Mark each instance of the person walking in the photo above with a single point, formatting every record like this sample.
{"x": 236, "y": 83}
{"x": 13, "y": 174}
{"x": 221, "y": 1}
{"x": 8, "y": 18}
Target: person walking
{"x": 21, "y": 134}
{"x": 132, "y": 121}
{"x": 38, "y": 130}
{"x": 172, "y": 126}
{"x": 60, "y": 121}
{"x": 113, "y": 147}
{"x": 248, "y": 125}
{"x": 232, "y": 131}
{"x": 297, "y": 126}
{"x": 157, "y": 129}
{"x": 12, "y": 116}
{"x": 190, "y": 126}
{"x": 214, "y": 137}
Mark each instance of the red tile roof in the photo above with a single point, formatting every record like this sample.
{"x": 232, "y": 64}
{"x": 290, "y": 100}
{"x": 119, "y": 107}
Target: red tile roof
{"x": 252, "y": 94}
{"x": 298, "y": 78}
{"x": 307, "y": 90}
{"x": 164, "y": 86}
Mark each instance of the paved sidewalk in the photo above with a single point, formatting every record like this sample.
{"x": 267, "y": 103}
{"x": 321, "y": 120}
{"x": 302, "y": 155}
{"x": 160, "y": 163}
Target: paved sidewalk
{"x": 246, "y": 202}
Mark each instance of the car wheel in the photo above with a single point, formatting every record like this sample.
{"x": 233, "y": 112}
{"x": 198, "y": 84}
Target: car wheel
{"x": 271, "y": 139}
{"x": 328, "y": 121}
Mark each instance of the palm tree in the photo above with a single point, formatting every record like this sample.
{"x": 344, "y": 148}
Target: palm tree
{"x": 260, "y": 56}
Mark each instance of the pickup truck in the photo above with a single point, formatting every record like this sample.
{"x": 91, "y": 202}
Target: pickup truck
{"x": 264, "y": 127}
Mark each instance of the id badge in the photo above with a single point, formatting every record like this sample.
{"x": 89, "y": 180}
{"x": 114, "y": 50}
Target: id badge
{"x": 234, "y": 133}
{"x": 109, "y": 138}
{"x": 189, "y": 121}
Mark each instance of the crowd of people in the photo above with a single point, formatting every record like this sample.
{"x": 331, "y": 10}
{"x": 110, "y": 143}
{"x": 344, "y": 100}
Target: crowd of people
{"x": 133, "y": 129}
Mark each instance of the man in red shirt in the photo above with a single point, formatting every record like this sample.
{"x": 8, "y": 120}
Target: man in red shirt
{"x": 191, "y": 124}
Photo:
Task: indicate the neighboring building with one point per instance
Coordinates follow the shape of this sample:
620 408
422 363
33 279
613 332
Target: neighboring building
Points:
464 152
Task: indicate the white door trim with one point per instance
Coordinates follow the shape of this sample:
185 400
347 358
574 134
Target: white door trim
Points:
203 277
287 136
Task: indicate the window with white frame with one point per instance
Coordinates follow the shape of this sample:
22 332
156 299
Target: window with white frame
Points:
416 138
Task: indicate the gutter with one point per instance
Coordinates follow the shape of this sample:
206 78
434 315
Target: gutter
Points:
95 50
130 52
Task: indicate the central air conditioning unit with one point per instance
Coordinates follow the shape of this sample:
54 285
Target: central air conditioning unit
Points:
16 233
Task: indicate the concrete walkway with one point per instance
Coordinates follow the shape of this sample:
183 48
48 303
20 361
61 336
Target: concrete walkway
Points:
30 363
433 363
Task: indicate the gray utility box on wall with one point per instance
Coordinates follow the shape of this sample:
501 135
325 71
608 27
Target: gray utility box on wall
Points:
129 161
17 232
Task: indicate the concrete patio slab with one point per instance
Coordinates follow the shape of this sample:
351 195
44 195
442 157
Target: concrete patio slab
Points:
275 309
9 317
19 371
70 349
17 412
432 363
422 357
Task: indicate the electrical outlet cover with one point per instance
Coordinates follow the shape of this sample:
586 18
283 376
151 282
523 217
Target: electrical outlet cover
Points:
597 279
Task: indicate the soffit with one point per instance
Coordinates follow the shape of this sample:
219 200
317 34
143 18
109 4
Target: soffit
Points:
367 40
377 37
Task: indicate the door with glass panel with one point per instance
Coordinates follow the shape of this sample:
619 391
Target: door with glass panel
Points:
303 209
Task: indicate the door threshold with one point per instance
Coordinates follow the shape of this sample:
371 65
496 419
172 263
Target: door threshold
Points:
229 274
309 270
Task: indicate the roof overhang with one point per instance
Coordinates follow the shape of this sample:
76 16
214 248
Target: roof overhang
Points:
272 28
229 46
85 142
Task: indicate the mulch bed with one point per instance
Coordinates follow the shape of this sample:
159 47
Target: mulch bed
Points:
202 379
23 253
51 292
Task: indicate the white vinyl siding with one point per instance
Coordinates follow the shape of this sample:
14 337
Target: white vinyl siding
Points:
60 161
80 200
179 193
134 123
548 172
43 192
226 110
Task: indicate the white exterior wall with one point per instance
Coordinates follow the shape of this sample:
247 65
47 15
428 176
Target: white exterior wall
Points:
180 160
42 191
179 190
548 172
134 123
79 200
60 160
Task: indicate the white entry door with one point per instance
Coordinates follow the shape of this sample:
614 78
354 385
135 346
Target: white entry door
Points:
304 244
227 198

▸ **Your goal**
Among the lines of the listing above, which ones contain the word "entry"? Show them.

▸ **Your response**
Task: indicate the white entry door with one point per instance
Target: white entry door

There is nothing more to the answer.